Les consignes:
1. Répondez à ces questions sur le texte consacré aux œufs de Fabergé :
(a) Dans quelle ville Karl Fabergé exerce-t-il son métier de joaillier ?
(b) En quoi sont faits les yeux de la petite poule cachée dans l'Œuf à la poule ?
(c) Combien d'œufs l'impératrice Maria Feodorovna recevra-t-elle, et combien ont été perdus depuis ?
2. Reproduisez à l'identique le passage du texte consacré aux œufs de Fabergé qui commence par les mots « Les œufs de Fabergé, des » et se termine par « en haut lieu. ».

Extrait cité:
----------------

Patrimoine

Les œufs de Fabergé, des bijoux plein de secrets

L’Œuf au carrosse

© ALESSANDRO DELLA BELLA/BELGAIMAGE

Ils sont synonymes de luxe et de finesse. Les œufs de Fabergé, trésor de joaillerie hérité de la Russie impériale indissociables du destin des Romanov, cachent littéralement des nombreux petits secrets. Le documentaire "Fabergé – Les objets du désir", en dévoile quelques-uns sur Arte.

Karl Fabergé

Tout commence avec le savoir-faire d’un homme. Nous sommes dans les années 1880. Karl Fabergé est joaillier, comme son père avant lui. Il exerce à Saint-Petersbourg, capitale de l’empire russe, et l’une des villes les plus raffinées de l’époque. Son travail, en partie inspiré des pièces des trésors scythes retrouvés quelque temps plus tôt, est très vite remarqué en haut lieu.

Le Tsar Alexandre III et son épouse Maria Feodorovna (née Dagmar du Danemark) s’intéressent de près à son œuvre. En 1885, l’empereur russe à l’idée de faire appel au joaillier pour réaliser un cadeau tout à fait unique et spécial.

Un œuf de Pâque original

Pâque est la fête religieuse la plus importante dans la Russie orthodoxe. Et comme partout ailleurs dans la chrétienté, il est d’usage que l’on s’offre des œufs colorés. Si aujourd’hui ils sont en chocolat, à l’époque il s’agit de vrais œufs que l’on teint avec des colorants naturels comme la betterave ou la peau d’oignon. Au fur et à mesure, les matériaux se font de plus en plus luxueux : bois, verre, porcelaine, pierres précieuses et métaux rares.

L'Œuf à la poule

Fabergé n’invente donc rien, lorsqu’en 1885, il conçoit un petit bijou ludique et décoratif : l’Œuf à la poule. Dans un œuf d’émail, une petite sphère en or contient une surprise : une petite poule finement ciselée, également en or, aux yeux en rubis. Sous son aile, se cache encore une surprise, un pendentif. Ce petit objet n’est pas destiné à n’importe qui. Le Tsar qui l’a commandé pour son épouse.

L'un des œufs aujourd'hui perdu

La Tsarine Maria Feodorovna est tellement ravie et surprise, qu’Alexandre III décide de répéter l’opération tous les ans. Ainsi, à chaque Pâque, Fabergé reçoit la commande d’un œuf, qu’il fera de plus en plus sophistiqué et ingénieux. L’impératrice en recevra dix, dont trois ont été perdus depuis. Les objets luxueux seront désormais irrémédiablement associés à la famille impériale des Romanov.

----------------

Extraits de données de pointage:
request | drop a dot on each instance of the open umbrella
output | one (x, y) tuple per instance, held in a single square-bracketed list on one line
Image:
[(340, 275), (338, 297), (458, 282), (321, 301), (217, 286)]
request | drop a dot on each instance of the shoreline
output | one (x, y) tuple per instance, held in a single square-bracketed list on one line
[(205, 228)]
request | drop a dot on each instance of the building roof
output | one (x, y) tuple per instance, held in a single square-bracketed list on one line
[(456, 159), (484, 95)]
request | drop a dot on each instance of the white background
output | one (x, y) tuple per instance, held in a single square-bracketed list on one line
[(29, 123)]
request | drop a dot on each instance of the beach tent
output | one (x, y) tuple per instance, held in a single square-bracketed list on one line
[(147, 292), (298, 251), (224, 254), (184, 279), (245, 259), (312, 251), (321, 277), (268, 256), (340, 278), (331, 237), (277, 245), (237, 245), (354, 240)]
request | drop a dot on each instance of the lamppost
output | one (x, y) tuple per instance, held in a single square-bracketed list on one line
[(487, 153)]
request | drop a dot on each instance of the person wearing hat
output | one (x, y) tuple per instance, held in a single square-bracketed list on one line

----------------

Corrigé des exercices:
1.
(a) À Saint-Petersbourg, capitale de l'empire russe.
(b) En rubis.
(c) Elle en recevra dix, dont trois ont été perdus depuis.

2.
Les œufs de Fabergé, des bijoux plein de secrets

L’Œuf au carrosse

© ALESSANDRO DELLA BELLA/BELGAIMAGE

Ils sont synonymes de luxe et de finesse. Les œufs de Fabergé, trésor de joaillerie hérité de la Russie impériale indissociables du destin des Romanov, cachent littéralement des nombreux petits secrets. Le documentaire "Fabergé – Les objets du désir", en dévoile quelques-uns sur Arte.

Karl Fabergé

Tout commence avec le savoir-faire d’un homme. Nous sommes dans les années 1880. Karl Fabergé est joaillier, comme son père avant lui. Il exerce à Saint-Petersbourg, capitale de l’empire russe, et l’une des villes les plus raffinées de l’époque. Son travail, en partie inspiré des pièces des trésors scythes retrouvés quelque temps plus tôt, est très vite remarqué en haut lieu.